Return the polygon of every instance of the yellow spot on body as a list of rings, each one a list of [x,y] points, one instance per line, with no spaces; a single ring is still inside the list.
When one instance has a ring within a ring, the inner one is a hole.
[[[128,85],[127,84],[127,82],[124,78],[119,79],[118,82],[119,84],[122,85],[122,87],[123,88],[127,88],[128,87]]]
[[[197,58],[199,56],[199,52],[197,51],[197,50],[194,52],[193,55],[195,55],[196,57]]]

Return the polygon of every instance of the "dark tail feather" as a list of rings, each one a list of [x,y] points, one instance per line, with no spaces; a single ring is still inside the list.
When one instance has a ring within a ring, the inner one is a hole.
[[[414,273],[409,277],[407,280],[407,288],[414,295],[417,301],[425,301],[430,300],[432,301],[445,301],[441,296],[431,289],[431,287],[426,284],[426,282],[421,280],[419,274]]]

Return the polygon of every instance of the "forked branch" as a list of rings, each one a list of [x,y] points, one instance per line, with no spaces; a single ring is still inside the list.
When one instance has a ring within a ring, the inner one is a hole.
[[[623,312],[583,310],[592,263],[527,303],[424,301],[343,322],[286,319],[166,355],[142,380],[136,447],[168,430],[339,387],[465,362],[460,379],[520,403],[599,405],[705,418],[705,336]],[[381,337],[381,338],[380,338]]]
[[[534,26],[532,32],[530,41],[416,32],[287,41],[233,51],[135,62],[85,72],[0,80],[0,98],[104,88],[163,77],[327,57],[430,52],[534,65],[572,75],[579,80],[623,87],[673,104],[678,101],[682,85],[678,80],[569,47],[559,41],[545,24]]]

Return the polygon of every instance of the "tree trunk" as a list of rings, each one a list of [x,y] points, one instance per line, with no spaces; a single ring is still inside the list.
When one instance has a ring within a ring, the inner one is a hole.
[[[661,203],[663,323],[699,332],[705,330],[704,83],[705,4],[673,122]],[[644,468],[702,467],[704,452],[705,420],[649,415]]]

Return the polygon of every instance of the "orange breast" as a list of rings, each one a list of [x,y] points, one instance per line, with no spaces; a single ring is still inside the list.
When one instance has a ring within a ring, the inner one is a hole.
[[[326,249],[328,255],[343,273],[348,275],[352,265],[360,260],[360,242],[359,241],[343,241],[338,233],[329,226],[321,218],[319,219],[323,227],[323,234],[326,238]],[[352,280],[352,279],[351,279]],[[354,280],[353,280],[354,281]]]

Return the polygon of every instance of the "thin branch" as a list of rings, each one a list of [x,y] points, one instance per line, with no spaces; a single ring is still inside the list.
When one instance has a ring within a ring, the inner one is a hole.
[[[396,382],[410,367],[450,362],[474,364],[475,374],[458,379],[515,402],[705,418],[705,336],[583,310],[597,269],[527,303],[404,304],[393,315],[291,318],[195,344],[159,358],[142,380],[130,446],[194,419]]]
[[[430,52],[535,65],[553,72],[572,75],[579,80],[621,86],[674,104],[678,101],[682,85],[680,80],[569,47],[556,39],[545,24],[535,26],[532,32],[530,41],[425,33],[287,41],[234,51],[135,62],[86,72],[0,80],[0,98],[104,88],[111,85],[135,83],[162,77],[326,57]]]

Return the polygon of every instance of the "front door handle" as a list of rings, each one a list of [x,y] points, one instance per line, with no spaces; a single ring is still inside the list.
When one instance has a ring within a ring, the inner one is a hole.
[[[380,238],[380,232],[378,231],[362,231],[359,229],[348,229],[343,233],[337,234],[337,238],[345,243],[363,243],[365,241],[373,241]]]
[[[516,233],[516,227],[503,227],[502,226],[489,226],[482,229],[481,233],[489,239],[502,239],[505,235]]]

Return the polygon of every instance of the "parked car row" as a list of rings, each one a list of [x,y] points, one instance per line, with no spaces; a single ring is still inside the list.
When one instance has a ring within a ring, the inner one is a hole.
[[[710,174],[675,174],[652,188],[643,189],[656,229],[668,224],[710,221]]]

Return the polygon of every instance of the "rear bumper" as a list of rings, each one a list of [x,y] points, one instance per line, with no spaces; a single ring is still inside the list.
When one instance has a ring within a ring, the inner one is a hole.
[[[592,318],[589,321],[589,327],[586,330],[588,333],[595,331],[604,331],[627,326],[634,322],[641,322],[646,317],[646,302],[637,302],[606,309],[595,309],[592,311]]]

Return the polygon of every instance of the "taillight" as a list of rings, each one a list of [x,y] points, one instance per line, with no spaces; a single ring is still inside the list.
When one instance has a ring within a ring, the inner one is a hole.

**What is being asked:** Copy every line from the items above that contains the string "branch", treating uppercase and lowercase letters as different.

**Final result:**
Return the polygon of every instance of the "forked branch" as a list of rings, each one a list of [x,y] points, one instance per line, with no spaces; a single ring is still inside the list.
Return the polygon of every instance of the "thin branch" as a list of rings, each one a list of [x,y] points, one instance per line, with no spaces; a single ring is still inside the list.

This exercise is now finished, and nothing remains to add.